Text passage:
— begin —
# QuickFletch opinions



## striker34 (Jun 8, 2007)

I am thinking about trying quickfletch vanes, anyone have any experience especially long term use of them, and do they improve your accuracy.


----------



## bgoode (Jan 29, 2010)

I've been using Extreme Archery's Shrink Fletch for over a year now and I can tell you that i'll never fletch another arrow again. I am very impressed with the durability. They wont improve your accuracy, only you can do that Give them a try, you wont be disapointed.


----------



## d_money (Aug 29, 2009)

I didn't like the extreme fletch every one I did only lasted a few shots like 10-20. Well when I shoot I'll shot the same arrow 20 times in one day. I liked the nap quickfletch though. They lasted me about 6 months that's about 1000 shots total bucause it was in the winter. But they aren't even close to a arrow that is fletched. Go get yourself a Arizona ez fletch some goat tuff glue and any fletch of your choice. And start fletching your own arrows. I have the carbon fletch with right helical. My friend has the mini and that thing puts a crazy helical on your arrows.


----------



## Ipsdrew (Jul 25, 2009)

i've used the nap quick spin quick fletch's and the extreme archery version. both lasted about a season and were easy to remove and refletch. I think the biggest problem people encounter with poor durability is the don't have the water hot enough when the do it. i keep a pan of water on the heat when i do it. the first few times i heated the water, poured it in a cup, and then dipped the fletch and got mixed results. keep the water up to temp and you should be fine with any of the quick fletchs


----------



## moezdee (Jun 13, 2009)

used them last season, they worked fine. a quick solution to fletching esp. since i dont have the patience for fletching my own.
— end —
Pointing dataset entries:
— begin —
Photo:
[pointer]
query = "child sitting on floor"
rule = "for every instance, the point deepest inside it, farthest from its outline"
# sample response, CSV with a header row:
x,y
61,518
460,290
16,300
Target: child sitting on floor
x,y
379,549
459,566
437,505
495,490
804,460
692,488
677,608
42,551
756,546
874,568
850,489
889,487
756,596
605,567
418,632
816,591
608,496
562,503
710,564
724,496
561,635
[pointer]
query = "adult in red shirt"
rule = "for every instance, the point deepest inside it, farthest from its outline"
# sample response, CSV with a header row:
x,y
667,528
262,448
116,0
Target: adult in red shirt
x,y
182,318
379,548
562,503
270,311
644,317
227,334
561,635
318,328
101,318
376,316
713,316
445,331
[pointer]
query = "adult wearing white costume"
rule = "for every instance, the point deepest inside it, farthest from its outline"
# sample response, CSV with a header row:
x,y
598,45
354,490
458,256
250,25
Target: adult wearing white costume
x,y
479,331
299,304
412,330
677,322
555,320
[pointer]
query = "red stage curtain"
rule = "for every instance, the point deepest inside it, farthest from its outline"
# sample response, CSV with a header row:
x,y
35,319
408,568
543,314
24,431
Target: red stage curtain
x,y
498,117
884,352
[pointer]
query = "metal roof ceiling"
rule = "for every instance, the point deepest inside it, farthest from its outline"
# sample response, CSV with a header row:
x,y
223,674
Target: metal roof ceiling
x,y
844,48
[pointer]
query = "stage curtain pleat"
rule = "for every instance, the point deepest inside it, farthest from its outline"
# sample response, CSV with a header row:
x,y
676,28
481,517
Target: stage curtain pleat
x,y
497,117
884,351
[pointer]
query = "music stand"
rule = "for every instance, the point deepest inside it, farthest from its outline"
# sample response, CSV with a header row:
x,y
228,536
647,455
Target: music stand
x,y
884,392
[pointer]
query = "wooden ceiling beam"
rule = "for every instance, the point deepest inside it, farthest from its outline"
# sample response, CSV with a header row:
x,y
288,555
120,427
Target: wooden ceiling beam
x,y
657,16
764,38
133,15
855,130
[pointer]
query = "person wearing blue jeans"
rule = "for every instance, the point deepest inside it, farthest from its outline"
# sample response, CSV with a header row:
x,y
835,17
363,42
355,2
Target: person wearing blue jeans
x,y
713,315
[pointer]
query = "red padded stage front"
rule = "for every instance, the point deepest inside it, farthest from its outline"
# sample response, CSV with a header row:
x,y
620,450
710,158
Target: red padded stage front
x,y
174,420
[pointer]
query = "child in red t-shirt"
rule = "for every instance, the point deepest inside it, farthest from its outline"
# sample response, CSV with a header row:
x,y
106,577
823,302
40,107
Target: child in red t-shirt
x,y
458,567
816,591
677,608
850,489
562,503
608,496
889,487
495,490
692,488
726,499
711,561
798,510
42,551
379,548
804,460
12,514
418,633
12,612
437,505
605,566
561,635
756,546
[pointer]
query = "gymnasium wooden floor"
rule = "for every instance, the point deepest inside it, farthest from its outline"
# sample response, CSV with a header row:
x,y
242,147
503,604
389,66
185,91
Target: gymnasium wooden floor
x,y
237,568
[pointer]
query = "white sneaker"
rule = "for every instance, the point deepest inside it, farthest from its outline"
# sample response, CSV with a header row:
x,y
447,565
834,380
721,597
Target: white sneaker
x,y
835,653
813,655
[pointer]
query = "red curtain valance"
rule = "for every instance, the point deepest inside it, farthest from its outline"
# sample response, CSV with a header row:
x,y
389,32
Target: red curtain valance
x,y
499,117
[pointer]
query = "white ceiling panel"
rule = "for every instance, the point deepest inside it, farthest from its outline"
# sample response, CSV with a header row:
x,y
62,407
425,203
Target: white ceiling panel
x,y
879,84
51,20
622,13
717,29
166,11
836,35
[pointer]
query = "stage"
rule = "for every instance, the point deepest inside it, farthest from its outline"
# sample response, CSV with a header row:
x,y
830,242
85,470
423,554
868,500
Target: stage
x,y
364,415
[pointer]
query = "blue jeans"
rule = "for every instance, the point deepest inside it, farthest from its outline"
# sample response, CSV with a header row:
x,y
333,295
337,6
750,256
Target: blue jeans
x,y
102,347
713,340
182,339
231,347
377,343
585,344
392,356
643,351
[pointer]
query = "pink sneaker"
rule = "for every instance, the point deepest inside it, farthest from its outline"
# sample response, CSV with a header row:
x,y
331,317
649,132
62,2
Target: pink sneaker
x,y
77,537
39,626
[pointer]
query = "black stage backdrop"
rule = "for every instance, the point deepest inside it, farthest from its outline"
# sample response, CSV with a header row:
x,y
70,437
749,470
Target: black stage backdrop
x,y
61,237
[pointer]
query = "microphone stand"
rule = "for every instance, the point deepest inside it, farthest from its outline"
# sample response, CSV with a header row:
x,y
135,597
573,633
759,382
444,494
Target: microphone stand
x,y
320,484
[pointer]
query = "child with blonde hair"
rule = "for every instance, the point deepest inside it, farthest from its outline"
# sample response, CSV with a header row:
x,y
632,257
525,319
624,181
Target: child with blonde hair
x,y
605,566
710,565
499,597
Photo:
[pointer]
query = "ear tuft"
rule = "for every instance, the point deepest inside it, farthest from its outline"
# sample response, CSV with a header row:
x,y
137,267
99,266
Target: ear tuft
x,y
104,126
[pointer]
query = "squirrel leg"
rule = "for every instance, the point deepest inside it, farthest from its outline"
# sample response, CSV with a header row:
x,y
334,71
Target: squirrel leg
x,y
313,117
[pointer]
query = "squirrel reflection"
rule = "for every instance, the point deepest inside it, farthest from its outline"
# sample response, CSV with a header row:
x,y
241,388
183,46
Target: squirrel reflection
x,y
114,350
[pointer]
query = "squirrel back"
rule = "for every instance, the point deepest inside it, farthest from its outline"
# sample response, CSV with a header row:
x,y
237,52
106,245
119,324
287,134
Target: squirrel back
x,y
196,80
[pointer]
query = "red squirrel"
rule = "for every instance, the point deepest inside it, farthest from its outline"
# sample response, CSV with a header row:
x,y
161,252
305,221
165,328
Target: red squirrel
— end —
To be done:
1) In the QuickFletch thread, how long does d_money say the nap quickfletch vanes lasted?
2) Write out everything in the QuickFletch thread from "i've used the" down to "fletching my own.".
3) Name every user who posted in the QuickFletch thread.

Expected answers:
1) About 6 months, roughly 1000 shots in total.

2)
i've used the nap quick spin quick fletch's and the extreme archery version. both lasted about a season and were easy to remove and refletch. I think the biggest problem people encounter with poor durability is the don't have the water hot enough when the do it. i keep a pan of water on the heat when i do it. the first few times i heated the water, poured it in a cup, and then dipped the fletch and got mixed results. keep the water up to temp and you should be fine with any of the quick fletchs


----------



## moezdee (Jun 13, 2009)

used them last season, they worked fine. a quick solution to fletching esp. since i dont have the patience for fletching my own.

3) striker34, bgoode, d_money, Ipsdrew, moezdee